- What the exercise asks -
Arrange the records below as a two-column CSV with the headers "text" and "answer", giving one row to each item with its point lines. Put each field in double quotes, replace line breaks within a field with spaces, and omit the pictures.
── Data to use ──
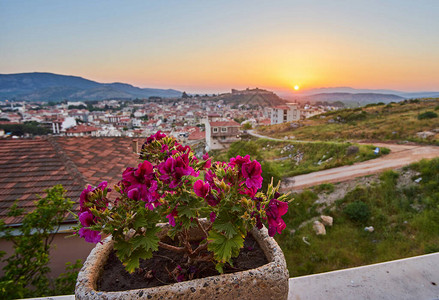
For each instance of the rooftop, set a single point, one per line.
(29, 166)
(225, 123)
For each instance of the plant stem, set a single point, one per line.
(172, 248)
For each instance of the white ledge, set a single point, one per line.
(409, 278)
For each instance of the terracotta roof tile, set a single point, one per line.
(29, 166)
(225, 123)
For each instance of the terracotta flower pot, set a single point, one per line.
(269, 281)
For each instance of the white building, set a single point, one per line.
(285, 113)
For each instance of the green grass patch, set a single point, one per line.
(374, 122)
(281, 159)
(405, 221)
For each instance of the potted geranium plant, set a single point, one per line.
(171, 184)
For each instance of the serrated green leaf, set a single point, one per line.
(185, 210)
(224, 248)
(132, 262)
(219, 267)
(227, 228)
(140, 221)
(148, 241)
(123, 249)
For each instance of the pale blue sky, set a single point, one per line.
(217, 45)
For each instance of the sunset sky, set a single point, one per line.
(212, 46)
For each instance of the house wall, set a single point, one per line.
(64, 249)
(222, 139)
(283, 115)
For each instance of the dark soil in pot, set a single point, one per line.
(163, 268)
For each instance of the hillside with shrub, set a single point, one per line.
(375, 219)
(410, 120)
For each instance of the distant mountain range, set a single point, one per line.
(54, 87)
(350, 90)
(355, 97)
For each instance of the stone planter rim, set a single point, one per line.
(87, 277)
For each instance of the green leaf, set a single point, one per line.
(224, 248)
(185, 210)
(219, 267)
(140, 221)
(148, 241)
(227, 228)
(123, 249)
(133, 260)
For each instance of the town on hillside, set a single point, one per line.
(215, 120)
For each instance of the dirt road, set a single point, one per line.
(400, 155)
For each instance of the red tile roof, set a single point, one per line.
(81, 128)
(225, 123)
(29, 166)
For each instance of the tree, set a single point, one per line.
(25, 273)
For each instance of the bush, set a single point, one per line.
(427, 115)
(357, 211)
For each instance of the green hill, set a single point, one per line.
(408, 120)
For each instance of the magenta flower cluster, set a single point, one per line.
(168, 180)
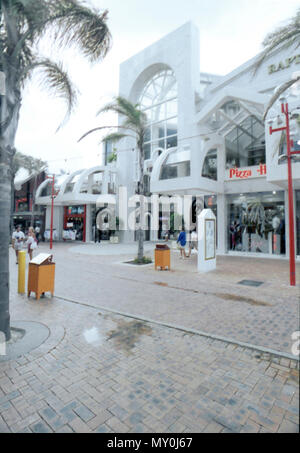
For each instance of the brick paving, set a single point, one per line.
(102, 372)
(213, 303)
───
- Exercise result -
text,answer
"For each instance of the rooftop, set a single point, one per line.","(29, 166) (225, 123)"
"For each instance of the plant stem, set a single point, one per line.","(172, 248)"
"For each instance of the white ledge, set a single point, one per line.","(409, 278)"
"For each instance of the terracotta roof tile, set a single point, one per line.","(29, 166) (225, 123)"
"For each instance of the terracotta flower pot, set a single point, one per line.","(269, 281)"
"For each instance of the white building, set a single point, one per line.","(285, 113)"
"For each instance of the green grass patch, set a single point, one per line.","(374, 122) (281, 159) (405, 221)"
"For each instance of the potted geranium plant, set a single point, one per line.","(171, 184)"
"For each instance of the serrated green leaf, set a single point, one per line.","(185, 210) (224, 248) (132, 262) (219, 267) (227, 228) (140, 221) (148, 241) (123, 249)"
"For each instance of the pale blue sky, set a single point, one per line.","(217, 45)"
"For each instance of the sunset sky, set a single point, one per line.","(212, 46)"
"For each instance of the house wall, set a single point, one per line.","(64, 249) (222, 139) (283, 115)"
"For each instance of the dark soil in pot, set a single point, one per line.","(163, 268)"
"For each instance of the hillside with shrub, set a single point, one per line.","(375, 219) (410, 120)"
"For each instance of the distant mountain range, set a single point, one per line.","(54, 87) (350, 90) (355, 97)"
"For each instance of the stone planter rim, set a single point, one per line.","(87, 277)"
"For each instance of the green leaf, set a single point, one per line.","(224, 248) (185, 210) (219, 267) (140, 221) (148, 241) (227, 228) (123, 249) (133, 260)"
"For each instance of the town on hillside, set a single point, one per line.","(215, 120)"
"For each instance of the dirt road, set a single point, one per line.","(400, 155)"
"For each instance of the red tile roof, set a single point, one per line.","(81, 128) (225, 123) (29, 166)"
"For each instance of the tree, set a single point, one per line.","(25, 273)"
"For each instance of the bush, set a single point, one per line.","(427, 115) (357, 211)"
"For each instance of the green hill, set a single point, one per line.","(408, 120)"
"For each instance of the magenta flower cluster, set a single point, one per line.","(168, 180)"
"For each instance of the brick paving, set a single point, one per line.","(102, 372) (213, 303)"